▸ TASK REQUIREMENTS
Turn every line of the entries below into a numbered list, leaving out any blank lines.

Entries from a pointing dataset
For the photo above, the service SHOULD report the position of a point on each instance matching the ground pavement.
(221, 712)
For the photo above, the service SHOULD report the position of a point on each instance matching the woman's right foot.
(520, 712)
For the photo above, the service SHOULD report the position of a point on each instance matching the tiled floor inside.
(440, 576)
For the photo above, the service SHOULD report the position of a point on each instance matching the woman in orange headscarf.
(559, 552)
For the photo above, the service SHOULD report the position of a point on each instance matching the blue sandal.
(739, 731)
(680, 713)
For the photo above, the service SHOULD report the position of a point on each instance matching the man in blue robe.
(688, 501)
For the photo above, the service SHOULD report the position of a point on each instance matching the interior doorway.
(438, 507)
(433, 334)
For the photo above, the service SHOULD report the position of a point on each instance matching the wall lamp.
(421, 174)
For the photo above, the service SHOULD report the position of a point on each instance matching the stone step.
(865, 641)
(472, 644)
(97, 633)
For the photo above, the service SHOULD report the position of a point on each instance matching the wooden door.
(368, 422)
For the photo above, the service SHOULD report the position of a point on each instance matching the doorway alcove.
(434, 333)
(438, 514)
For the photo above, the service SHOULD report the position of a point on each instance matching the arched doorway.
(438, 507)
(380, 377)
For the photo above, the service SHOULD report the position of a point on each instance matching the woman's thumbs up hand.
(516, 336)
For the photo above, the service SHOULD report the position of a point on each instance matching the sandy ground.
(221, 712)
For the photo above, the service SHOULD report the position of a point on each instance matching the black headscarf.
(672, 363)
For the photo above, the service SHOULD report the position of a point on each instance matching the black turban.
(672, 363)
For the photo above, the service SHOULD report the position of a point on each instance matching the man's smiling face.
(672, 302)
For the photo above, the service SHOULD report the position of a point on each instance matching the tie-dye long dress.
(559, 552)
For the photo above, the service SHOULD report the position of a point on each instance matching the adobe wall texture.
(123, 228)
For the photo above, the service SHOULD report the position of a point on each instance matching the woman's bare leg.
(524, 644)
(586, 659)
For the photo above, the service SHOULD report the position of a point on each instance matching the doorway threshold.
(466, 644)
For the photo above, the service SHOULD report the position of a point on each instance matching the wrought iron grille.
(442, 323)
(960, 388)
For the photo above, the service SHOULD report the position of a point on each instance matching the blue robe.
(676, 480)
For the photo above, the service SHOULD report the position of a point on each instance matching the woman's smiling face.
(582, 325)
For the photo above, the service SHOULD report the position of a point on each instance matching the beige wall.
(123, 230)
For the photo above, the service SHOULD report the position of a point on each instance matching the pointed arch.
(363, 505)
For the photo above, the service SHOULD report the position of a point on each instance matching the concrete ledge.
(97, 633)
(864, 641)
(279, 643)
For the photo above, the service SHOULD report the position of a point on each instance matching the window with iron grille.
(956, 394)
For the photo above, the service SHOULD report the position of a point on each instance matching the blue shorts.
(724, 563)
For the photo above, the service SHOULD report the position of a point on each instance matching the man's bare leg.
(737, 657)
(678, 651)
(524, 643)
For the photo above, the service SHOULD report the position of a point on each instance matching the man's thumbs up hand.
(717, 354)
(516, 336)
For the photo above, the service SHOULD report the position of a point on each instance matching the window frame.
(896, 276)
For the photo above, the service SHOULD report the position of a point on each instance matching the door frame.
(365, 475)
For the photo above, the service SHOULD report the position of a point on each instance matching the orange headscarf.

▸ WRITTEN RESPONSE
1. For the photo above, the service SHOULD report the position of a point on each instance matching the ground pavement.
2. (221, 712)
3. For the photo above, the service SHOULD report the position of a point on each instance matching the woman's right foot.
4. (520, 712)
5. For the photo above, the service SHOULD report the position of a point on each instance matching the tiled floor inside.
6. (440, 576)
7. For the photo above, the service SHOULD report the position of a point on each instance matching the woman in orange headscarf.
8. (559, 552)
9. For the photo above, the service SHOULD report the position of a point on each instance matching the blue sandal.
10. (739, 731)
11. (680, 713)
12. For the photo above, the service SHOULD report the position of a point on each instance matching the man in blue robe.
13. (688, 501)
14. For the photo above, the service SHOULD report the position of a point on each instance matching the interior doorway.
15. (438, 507)
16. (433, 334)
17. For the photo above, the service SHOULD report the position of a point on each instance matching the wall lamp.
18. (421, 174)
19. For the photo above, the service SHOULD report the position of a point on each instance matching the stone step.
20. (865, 641)
21. (472, 644)
22. (97, 633)
23. For the photo above, the service SHOULD report the position of a point on each instance matching the wooden door.
24. (368, 422)
25. For the photo above, the service SHOULD report the position of a point on each instance matching the doorway alcove.
26. (434, 333)
27. (438, 514)
28. For the photo above, the service SHOULD report the position of a point on each instance matching the arched doorway.
29. (438, 507)
30. (380, 377)
31. For the photo above, the service SHOULD report the position of a point on each instance matching the woman's thumbs up hand.
32. (516, 336)
33. For the photo above, the service SHOULD report the position of a point on each instance matching the sandy ground.
34. (221, 712)
35. For the photo above, the service SHOULD report the position of a point on each instance matching the black headscarf.
36. (672, 363)
37. For the photo above, the service SHOULD report the position of a point on each instance matching the black turban.
38. (672, 363)
39. For the photo above, the service SHOULD report the position of a point on each instance matching the man's smiling face.
40. (672, 302)
41. For the photo above, the service SHOULD report the position of a point on each instance matching the tie-dye long dress.
42. (559, 552)
43. For the photo above, the service SHOULD report the position of a point on each instance matching the adobe wall texture.
44. (123, 228)
45. For the photo above, the service SHOULD report the position of a point on each instance matching the woman's bare leg.
46. (524, 644)
47. (586, 659)
48. For the photo above, the service SHOULD report the position of a point on each instance matching the doorway threshold.
49. (466, 644)
50. For the photo above, the service SHOULD report the position of a point on each instance matching the wrought iron grille.
51. (442, 323)
52. (960, 388)
53. For the photo above, the service SHOULD report the position of a point on each instance matching the blue robe.
54. (676, 480)
55. For the photo above, the service SHOULD report the position of a point on each instance matching the woman's smiling face.
56. (582, 325)
57. For the photo above, the service SHOULD report the position of a point on each instance matching the beige wall.
58. (123, 230)
59. For the photo above, the service SHOULD report the position of a point on each instance matching the pointed arch.
60. (363, 505)
61. For the photo above, the service SHOULD report the position of a point on each instance matching the concrete ledge.
62. (97, 633)
63. (864, 641)
64. (279, 643)
65. For the photo above, the service SHOULD report the position of a point on each instance matching the window with iron grille.
66. (956, 394)
67. For the photo above, the service SHOULD report the position of a point on each instance matching the blue shorts.
68. (724, 563)
69. For the photo above, the service SHOULD report the position of a point on each instance matching the man's bare leg.
70. (737, 657)
71. (678, 651)
72. (524, 643)
73. For the photo above, the service SHOULD report the position of a point on each instance matching the man's thumbs up hand.
74. (717, 354)
75. (516, 336)
76. For the photo above, the service SHOULD report the position of a point on each instance matching the window frame.
77. (896, 276)
78. For the photo above, the service SHOULD report the position of a point on each instance matching the door frame.
79. (365, 475)
80. For the photo above, the service SHOULD report the position of a point on each instance matching the orange headscarf.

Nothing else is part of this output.